## DATA SHOWN
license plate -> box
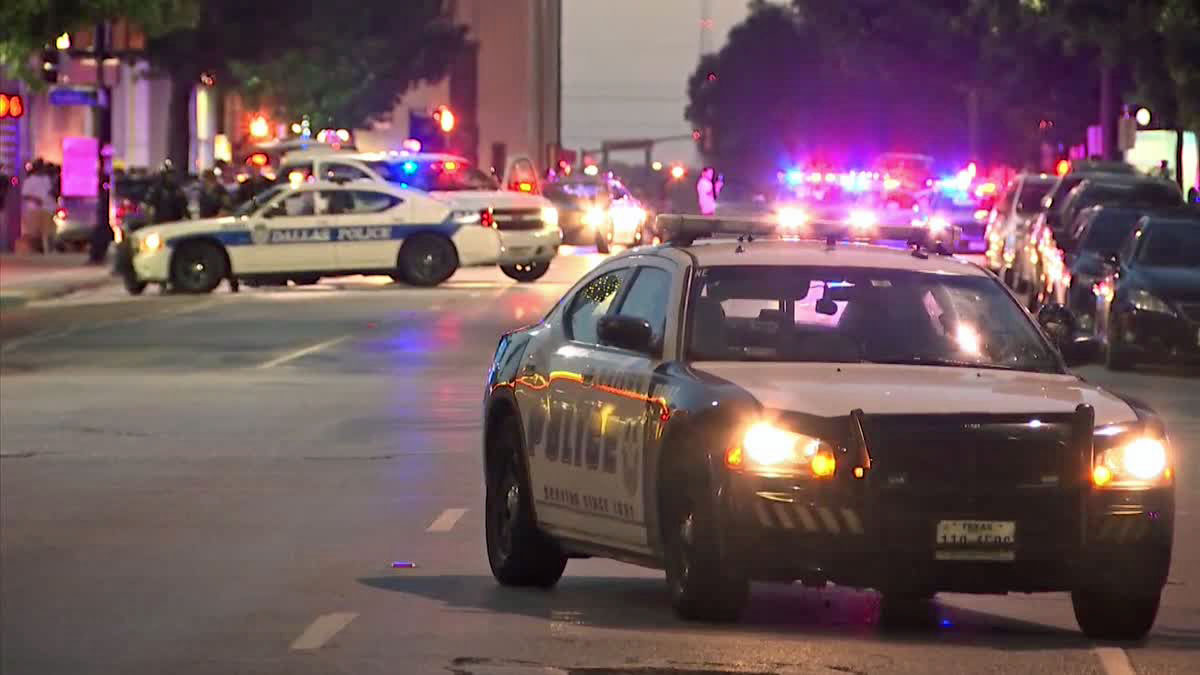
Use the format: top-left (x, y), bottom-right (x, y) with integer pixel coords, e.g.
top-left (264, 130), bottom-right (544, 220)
top-left (935, 520), bottom-right (1016, 560)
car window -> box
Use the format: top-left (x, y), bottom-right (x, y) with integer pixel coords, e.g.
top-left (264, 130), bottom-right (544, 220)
top-left (617, 267), bottom-right (671, 341)
top-left (322, 162), bottom-right (368, 180)
top-left (686, 265), bottom-right (1060, 372)
top-left (271, 190), bottom-right (317, 217)
top-left (566, 268), bottom-right (630, 345)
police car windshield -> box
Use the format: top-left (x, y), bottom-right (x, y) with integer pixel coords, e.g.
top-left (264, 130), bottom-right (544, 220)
top-left (233, 185), bottom-right (292, 216)
top-left (367, 160), bottom-right (500, 192)
top-left (688, 265), bottom-right (1060, 372)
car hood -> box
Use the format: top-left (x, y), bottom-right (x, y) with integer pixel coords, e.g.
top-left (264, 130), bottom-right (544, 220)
top-left (692, 362), bottom-right (1135, 425)
top-left (430, 190), bottom-right (553, 210)
top-left (1138, 265), bottom-right (1200, 300)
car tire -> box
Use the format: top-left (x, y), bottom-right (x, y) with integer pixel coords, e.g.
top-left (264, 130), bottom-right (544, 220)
top-left (121, 275), bottom-right (149, 295)
top-left (664, 485), bottom-right (750, 622)
top-left (500, 255), bottom-right (550, 283)
top-left (170, 241), bottom-right (229, 293)
top-left (396, 234), bottom-right (458, 287)
top-left (1070, 590), bottom-right (1162, 640)
top-left (1104, 315), bottom-right (1136, 371)
top-left (484, 417), bottom-right (566, 589)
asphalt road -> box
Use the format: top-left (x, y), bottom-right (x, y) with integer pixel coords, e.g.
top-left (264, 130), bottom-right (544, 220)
top-left (0, 248), bottom-right (1200, 675)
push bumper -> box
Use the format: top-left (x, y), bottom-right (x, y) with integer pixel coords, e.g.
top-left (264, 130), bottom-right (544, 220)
top-left (499, 227), bottom-right (563, 265)
top-left (721, 477), bottom-right (1174, 593)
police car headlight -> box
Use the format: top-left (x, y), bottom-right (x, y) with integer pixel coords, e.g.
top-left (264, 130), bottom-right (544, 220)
top-left (1092, 437), bottom-right (1171, 488)
top-left (450, 211), bottom-right (484, 225)
top-left (725, 422), bottom-right (838, 478)
top-left (138, 232), bottom-right (162, 253)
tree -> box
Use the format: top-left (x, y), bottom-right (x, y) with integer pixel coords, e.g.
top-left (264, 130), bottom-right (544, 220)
top-left (233, 0), bottom-right (466, 129)
top-left (0, 0), bottom-right (202, 88)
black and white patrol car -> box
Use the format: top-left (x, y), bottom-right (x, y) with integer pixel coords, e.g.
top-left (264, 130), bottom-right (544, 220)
top-left (484, 216), bottom-right (1174, 639)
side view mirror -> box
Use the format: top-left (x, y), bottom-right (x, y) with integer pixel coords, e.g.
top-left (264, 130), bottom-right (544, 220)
top-left (1038, 303), bottom-right (1100, 368)
top-left (596, 315), bottom-right (654, 354)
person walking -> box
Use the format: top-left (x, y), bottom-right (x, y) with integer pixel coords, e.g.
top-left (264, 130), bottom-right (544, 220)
top-left (20, 159), bottom-right (55, 253)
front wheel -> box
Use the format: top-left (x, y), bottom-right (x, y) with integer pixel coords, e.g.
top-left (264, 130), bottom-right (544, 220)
top-left (500, 255), bottom-right (550, 283)
top-left (170, 241), bottom-right (229, 293)
top-left (397, 234), bottom-right (458, 286)
top-left (666, 498), bottom-right (750, 621)
top-left (1070, 591), bottom-right (1162, 640)
top-left (484, 419), bottom-right (566, 589)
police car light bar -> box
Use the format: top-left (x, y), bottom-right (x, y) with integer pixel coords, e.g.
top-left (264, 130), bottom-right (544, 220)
top-left (655, 214), bottom-right (962, 251)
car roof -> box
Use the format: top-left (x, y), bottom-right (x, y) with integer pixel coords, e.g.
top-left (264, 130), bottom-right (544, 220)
top-left (643, 239), bottom-right (989, 276)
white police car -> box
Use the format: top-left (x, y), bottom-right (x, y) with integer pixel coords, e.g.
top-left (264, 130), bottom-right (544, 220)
top-left (278, 149), bottom-right (563, 281)
top-left (116, 181), bottom-right (500, 294)
top-left (484, 216), bottom-right (1175, 639)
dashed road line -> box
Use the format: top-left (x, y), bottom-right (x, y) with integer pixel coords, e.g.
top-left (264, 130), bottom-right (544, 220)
top-left (256, 335), bottom-right (350, 370)
top-left (292, 611), bottom-right (358, 651)
top-left (1092, 647), bottom-right (1138, 675)
top-left (425, 508), bottom-right (467, 532)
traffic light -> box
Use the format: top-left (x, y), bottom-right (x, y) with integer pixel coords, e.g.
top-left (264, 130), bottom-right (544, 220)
top-left (42, 49), bottom-right (59, 84)
top-left (433, 106), bottom-right (457, 133)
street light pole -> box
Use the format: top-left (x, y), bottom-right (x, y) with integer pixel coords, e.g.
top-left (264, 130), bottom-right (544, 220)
top-left (88, 22), bottom-right (113, 264)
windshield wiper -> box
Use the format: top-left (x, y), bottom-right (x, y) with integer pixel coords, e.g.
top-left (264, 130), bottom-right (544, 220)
top-left (866, 357), bottom-right (1027, 370)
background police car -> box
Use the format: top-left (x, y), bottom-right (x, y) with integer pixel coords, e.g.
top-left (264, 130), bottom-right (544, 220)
top-left (484, 218), bottom-right (1172, 637)
top-left (278, 149), bottom-right (563, 281)
top-left (118, 181), bottom-right (500, 293)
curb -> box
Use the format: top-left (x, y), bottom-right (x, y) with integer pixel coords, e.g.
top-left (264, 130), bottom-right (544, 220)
top-left (0, 275), bottom-right (118, 310)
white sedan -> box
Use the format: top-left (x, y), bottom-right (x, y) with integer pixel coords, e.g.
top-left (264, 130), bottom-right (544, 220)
top-left (116, 181), bottom-right (502, 294)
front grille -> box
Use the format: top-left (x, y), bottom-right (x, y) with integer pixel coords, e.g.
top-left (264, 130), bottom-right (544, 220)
top-left (1180, 303), bottom-right (1200, 322)
top-left (492, 209), bottom-right (542, 231)
top-left (864, 414), bottom-right (1086, 496)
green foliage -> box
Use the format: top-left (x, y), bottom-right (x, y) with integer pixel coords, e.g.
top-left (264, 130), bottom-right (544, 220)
top-left (0, 0), bottom-right (202, 86)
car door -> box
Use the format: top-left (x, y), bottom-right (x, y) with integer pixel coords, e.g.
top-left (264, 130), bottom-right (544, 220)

## WHAT TO WORK ON
Turn the stretch of material that starts at the line containing "curb -> box" and ends at the line containing "top-left (116, 181), bottom-right (502, 294)", both lines included, into a numbered list with any blank lines left out.

## RESULT
1. curb -> box
2. Use the format: top-left (x, y), bottom-right (x, y) with integer pixel coords, e.g.
3. top-left (264, 130), bottom-right (544, 220)
4. top-left (0, 275), bottom-right (118, 310)
5. white sedan -> box
6. Use the format: top-left (x, y), bottom-right (x, y) with integer pixel coords, e.g.
7. top-left (264, 130), bottom-right (544, 220)
8. top-left (116, 181), bottom-right (502, 294)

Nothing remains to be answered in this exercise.